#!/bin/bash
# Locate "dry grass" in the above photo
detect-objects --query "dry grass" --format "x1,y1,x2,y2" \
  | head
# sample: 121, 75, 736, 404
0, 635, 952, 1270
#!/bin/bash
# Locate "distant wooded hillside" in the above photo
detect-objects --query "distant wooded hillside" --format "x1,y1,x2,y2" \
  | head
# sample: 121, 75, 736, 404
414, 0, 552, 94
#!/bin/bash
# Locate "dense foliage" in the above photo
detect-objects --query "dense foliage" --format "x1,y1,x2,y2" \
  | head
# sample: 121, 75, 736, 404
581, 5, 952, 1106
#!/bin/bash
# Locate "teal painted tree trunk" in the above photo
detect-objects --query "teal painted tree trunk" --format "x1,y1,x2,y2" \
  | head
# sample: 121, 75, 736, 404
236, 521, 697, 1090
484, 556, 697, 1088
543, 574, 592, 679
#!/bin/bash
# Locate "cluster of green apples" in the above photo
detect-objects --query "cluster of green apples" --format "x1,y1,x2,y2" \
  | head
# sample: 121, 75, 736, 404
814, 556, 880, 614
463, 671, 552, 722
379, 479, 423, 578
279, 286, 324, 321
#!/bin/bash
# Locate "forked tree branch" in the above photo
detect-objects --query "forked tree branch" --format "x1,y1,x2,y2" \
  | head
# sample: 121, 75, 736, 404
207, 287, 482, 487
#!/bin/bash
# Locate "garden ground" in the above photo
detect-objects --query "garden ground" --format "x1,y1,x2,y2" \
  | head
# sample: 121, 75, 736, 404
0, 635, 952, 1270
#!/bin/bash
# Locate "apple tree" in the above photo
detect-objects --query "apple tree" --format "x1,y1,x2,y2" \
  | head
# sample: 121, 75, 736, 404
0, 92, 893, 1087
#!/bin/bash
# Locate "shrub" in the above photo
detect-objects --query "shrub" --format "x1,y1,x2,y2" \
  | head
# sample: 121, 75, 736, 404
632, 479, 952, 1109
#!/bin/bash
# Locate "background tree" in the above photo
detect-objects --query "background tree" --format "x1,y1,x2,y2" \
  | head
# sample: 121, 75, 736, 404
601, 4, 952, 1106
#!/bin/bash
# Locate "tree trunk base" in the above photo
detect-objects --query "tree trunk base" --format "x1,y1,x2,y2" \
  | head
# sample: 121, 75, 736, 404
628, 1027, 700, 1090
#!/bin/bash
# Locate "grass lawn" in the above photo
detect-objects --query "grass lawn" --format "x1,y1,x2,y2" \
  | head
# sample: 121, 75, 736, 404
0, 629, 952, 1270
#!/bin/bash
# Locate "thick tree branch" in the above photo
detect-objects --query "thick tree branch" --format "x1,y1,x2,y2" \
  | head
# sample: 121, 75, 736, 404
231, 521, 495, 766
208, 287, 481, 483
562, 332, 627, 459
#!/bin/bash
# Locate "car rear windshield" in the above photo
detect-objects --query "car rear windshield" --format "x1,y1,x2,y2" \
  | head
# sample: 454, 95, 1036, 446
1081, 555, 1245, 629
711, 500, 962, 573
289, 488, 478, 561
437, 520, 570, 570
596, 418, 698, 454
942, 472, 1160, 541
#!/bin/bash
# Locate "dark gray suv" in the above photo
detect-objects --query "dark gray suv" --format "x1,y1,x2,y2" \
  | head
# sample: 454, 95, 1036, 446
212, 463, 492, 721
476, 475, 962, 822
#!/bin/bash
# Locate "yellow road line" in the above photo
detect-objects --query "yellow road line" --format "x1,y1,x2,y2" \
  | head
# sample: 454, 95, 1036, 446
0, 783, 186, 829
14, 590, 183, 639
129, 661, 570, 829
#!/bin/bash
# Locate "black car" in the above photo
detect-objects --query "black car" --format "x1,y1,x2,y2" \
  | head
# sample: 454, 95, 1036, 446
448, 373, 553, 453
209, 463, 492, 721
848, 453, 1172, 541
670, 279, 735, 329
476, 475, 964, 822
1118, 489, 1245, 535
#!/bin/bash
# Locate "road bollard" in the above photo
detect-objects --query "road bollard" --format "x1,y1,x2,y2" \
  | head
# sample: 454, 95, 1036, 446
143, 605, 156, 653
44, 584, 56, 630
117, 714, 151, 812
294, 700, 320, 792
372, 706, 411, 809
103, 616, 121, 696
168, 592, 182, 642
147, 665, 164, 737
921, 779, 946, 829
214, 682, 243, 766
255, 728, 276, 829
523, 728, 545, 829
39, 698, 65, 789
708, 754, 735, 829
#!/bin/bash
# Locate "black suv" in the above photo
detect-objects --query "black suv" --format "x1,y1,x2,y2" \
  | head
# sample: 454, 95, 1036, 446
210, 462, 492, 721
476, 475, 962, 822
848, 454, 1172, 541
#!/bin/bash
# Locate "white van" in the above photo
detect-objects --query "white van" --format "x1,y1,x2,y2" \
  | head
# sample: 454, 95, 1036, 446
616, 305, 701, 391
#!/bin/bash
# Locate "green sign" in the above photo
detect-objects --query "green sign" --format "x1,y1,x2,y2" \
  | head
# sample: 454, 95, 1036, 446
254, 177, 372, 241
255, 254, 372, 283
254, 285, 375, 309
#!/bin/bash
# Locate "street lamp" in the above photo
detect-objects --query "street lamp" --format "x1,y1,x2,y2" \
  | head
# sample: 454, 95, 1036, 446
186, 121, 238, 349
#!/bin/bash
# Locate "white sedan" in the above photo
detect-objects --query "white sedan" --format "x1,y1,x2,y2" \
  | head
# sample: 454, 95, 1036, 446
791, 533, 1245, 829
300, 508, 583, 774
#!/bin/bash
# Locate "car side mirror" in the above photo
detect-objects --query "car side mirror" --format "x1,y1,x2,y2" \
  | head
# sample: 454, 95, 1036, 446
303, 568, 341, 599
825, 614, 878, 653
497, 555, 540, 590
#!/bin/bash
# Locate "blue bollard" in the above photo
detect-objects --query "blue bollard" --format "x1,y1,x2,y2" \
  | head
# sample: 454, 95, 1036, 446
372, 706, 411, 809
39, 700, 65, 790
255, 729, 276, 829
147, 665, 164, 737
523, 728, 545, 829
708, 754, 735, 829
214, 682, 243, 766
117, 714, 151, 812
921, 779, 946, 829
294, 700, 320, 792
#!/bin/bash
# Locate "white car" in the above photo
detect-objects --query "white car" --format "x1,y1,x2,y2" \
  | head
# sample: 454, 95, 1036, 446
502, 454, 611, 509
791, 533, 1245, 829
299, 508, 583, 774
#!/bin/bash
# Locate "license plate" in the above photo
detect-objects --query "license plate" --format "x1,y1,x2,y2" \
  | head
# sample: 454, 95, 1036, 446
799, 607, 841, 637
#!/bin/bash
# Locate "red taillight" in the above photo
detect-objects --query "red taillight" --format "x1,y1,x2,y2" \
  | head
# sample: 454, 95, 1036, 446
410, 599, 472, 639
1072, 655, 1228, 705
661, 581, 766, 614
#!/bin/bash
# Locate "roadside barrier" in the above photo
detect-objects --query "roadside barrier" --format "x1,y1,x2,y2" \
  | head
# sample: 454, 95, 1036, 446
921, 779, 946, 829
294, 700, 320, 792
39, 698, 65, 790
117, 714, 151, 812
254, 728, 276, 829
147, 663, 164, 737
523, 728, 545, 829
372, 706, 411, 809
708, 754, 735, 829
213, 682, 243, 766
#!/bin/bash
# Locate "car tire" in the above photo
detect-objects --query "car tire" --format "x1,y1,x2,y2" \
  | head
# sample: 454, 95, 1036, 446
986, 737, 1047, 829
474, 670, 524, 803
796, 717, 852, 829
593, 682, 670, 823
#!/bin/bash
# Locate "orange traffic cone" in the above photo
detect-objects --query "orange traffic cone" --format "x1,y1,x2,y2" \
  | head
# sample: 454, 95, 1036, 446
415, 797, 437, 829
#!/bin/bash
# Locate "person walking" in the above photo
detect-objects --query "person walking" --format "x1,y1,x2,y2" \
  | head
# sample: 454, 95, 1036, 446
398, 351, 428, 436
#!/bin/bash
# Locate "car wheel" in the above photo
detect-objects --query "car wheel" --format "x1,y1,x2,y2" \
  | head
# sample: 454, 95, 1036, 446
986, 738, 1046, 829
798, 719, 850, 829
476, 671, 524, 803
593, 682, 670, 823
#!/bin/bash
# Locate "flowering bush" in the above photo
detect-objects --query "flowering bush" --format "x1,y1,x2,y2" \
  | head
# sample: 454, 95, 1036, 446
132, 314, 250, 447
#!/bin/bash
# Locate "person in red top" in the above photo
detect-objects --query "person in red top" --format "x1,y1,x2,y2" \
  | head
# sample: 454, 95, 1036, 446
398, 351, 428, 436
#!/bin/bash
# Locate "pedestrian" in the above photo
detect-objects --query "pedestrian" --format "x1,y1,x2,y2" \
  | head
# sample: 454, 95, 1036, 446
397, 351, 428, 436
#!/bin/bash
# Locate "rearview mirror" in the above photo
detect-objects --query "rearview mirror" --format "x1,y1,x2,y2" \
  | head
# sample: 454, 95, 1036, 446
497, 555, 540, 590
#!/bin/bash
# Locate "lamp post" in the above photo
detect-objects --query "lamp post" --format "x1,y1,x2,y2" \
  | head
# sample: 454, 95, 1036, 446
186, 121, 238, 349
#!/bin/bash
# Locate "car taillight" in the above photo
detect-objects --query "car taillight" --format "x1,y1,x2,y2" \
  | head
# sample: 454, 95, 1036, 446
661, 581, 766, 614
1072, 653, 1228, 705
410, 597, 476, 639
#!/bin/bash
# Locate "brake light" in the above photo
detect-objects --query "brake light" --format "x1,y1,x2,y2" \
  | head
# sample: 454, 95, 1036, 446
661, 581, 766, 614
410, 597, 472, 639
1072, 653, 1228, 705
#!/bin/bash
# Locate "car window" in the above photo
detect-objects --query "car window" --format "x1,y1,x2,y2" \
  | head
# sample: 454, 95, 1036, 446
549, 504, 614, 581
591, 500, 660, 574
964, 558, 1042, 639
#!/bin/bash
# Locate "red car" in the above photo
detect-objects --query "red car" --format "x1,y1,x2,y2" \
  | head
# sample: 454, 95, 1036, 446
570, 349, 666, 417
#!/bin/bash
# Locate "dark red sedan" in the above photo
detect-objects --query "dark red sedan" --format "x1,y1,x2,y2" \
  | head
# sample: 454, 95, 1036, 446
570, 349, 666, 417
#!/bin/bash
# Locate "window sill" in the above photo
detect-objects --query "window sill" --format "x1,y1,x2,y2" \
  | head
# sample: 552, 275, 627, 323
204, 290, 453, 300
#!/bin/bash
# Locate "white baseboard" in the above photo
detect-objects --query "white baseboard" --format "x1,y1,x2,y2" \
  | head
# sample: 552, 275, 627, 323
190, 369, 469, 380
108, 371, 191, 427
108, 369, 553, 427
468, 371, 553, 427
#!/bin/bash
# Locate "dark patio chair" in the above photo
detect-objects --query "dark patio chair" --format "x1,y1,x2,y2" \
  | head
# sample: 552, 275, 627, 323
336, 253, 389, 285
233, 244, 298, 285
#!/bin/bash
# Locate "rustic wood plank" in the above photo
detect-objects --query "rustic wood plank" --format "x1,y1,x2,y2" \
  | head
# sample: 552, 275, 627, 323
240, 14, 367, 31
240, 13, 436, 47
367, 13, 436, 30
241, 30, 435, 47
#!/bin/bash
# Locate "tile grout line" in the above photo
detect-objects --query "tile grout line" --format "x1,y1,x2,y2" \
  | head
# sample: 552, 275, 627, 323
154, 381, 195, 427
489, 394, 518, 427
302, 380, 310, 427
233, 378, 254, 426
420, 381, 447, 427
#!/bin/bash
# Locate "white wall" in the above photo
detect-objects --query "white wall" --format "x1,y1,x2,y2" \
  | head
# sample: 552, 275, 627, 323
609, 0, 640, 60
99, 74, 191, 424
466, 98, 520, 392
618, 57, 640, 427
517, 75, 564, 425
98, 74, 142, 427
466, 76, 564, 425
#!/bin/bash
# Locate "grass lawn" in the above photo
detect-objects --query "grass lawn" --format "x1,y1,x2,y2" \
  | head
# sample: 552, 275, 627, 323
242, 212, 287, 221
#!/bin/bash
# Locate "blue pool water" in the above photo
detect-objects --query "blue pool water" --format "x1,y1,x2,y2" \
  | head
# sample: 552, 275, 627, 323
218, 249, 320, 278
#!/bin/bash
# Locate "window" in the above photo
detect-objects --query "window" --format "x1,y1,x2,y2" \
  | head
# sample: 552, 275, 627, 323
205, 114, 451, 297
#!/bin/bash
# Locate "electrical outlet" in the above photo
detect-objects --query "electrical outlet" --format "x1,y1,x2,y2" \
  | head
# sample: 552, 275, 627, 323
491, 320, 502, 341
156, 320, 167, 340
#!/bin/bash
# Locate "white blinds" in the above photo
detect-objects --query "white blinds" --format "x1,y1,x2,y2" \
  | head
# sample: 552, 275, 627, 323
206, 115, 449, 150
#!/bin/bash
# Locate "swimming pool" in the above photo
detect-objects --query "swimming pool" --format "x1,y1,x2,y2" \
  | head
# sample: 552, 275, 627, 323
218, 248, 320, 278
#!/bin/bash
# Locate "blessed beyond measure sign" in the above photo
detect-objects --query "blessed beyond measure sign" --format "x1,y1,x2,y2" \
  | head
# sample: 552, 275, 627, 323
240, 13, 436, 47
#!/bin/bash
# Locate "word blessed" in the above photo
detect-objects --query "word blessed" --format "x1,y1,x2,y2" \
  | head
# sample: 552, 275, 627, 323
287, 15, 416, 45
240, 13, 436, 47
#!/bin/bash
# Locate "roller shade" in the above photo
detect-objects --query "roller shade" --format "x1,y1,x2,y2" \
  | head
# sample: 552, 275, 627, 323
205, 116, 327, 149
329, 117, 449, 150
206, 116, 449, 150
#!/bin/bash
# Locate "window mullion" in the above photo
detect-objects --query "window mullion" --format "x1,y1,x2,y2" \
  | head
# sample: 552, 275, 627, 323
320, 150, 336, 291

☆ ☆ ☆ ☆

> _Task directions_:
Report every line in the records above that holds the word "measure", paying attention to upper and lower case.

> _Final result_:
# Locate "blessed beyond measure sign" in the above photo
detect-objects --query "blessed beyond measure sign" --format "x1,y1,x2,y2" \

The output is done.